### [Your tasks]
1. Using the government mortgage text below, say whether each statement agrees with it: (a) a borrower generally must wait 2 years after a foreclosure; (b) credit scores of 550 or higher are generally required; (c) the mortgage payment plus current monthly consumer debt is generally held to 55% or less of gross monthly income. For each, answer yes or no and quote the words of the text that decide it.
2. Count the lines of the records below that contain the string "banana". Case counts. Reply with the number alone.

### [Given text]
^^^^^^^^^^^^^^^^

A WHILE AGO, WE STARTED A 4-PART BLOG COVERING THE BASIC MORTGAGE CATEGORIES MOST WIDELY USED IN HOME FINANCING. LAST TIME, WE DISCUSSED THE ‘CONVENTIONAL’ MORTGAGE ALONG WITH IT’S MOST NOTABLE USES AND QUALITIES. TODAY WE’RE COVERING THE ‘GOVERNMENT’ MORTGAGE CATEGORY.
Just like conventional mortgages, government mortgages can be divided into many subcategories. But the basic difference is that rather than a private firm taking on the risk of default in the form of mortgage insurance (PMI), it’s the federal and/or state government that provides the lender with mortgage insurance against a borrower’s default. Additionally, certain governmental departments such as HUD, FHA, and VA play a heavy role in defining the rules and regulations as opposed to banks and investment firms.
MORTGAGE PROGRAM #2: THE GOVERNMENT MORTGAGE
A Government Mortgage is broadly defined as a mortgage that possesses the following qualities:
- Down payment requirements that go as low as ZERO down** Ask us! **
- Regardless of how much you put down, mortgage insurance is typically required and the federal government is on the hook if you default. ** Ask us about the one government loan that DOES NOT require mortgage insurance! **
- Generally requires that you must wait 3 years from the date of a Foreclosure
- Generally requires that you must wait 3 years from the date of a Short Sale. BUT in some cases, you may not have to wait at all!
- Generally requires that you must wait 2 years from the date of a Bankruptcy
- Generally requires credit scores greater than or equal to 550
- Generally limits the mortgage payment plus your current monthly consumer debt to 55% or less of your gross monthly income. Some exceptions are granted
- Generally more lenient with delinquencies (lender willing to take more risks)

^^^^^^^^^^^^^^^^

### [Information shown]
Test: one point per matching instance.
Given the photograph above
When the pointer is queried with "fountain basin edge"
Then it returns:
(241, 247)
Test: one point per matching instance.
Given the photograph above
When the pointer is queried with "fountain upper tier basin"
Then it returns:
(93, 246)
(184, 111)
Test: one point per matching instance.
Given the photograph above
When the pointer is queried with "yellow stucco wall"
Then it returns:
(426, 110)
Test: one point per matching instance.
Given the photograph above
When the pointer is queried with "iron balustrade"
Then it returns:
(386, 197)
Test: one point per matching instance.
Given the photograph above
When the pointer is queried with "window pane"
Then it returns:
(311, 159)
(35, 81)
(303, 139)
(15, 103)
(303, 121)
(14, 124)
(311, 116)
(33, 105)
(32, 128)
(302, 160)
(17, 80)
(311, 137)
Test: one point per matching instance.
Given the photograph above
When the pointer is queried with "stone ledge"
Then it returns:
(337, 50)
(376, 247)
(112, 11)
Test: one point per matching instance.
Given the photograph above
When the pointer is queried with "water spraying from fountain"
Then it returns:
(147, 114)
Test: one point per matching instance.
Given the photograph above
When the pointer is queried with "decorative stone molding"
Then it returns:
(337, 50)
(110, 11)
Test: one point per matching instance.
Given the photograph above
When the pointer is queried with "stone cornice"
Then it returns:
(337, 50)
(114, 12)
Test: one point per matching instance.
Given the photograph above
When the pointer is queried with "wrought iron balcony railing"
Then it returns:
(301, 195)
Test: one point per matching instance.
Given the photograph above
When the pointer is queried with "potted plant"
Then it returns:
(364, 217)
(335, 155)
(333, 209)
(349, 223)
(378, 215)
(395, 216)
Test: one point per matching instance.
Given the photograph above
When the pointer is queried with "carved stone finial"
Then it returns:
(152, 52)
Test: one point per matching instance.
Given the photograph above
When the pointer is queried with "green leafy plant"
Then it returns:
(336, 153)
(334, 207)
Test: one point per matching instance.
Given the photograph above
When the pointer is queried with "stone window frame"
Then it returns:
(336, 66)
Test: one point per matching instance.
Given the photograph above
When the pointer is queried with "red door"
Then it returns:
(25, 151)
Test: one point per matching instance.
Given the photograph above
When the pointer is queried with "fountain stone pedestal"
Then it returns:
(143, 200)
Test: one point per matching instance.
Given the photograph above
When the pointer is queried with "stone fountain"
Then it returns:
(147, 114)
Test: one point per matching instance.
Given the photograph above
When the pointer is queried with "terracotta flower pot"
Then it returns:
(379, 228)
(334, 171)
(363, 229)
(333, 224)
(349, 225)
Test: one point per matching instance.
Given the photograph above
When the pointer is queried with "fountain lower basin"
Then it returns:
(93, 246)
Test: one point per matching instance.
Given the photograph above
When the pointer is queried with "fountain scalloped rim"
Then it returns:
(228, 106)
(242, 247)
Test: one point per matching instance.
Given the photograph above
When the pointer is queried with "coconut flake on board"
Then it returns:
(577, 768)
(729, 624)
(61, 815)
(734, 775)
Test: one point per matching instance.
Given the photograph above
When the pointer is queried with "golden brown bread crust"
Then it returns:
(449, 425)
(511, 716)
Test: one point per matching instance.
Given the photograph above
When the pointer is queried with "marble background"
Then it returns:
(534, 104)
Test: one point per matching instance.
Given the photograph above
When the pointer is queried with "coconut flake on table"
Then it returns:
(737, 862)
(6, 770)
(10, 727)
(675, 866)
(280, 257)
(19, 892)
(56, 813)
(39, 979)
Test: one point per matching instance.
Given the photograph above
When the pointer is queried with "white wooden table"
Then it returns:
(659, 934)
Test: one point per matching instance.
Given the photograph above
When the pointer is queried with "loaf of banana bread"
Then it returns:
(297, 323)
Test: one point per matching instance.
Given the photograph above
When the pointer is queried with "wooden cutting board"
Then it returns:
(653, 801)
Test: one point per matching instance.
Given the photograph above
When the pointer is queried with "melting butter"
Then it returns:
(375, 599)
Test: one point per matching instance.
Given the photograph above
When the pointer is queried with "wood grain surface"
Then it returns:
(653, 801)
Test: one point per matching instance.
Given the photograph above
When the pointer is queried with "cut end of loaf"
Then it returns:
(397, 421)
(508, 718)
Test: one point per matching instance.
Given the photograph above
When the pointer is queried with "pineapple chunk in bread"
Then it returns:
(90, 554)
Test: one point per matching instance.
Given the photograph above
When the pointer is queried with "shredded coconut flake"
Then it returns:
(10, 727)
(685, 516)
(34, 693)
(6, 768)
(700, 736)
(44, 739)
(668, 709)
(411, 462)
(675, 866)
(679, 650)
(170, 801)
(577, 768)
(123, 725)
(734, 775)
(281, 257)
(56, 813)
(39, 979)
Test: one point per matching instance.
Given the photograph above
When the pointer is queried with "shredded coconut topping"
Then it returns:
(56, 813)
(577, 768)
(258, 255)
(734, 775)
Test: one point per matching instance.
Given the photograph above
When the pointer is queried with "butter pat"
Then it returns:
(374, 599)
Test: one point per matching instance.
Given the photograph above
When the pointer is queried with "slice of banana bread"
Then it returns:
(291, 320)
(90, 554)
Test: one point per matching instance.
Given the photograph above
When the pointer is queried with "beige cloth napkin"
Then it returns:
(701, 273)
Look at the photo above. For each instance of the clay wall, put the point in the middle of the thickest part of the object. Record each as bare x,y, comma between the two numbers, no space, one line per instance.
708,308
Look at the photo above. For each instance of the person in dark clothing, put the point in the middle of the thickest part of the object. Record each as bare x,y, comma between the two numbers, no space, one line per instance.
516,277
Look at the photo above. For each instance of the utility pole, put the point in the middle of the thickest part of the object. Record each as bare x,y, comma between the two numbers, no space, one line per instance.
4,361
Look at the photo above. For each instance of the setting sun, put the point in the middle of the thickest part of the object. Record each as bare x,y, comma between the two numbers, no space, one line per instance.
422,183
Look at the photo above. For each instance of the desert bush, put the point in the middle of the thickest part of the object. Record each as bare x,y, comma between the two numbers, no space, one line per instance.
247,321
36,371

^^^^^^^^^^^^^^^^

### [Per-task outputs]
1.
(a) No: "Generally requires that you must wait 3 years from the date of a Foreclosure"
(b) Yes: "Generally requires credit scores greater than or equal to 550"
(c) Yes: "Generally limits the mortgage payment plus your current monthly consumer debt to 55% or less of your gross monthly income"

2. 2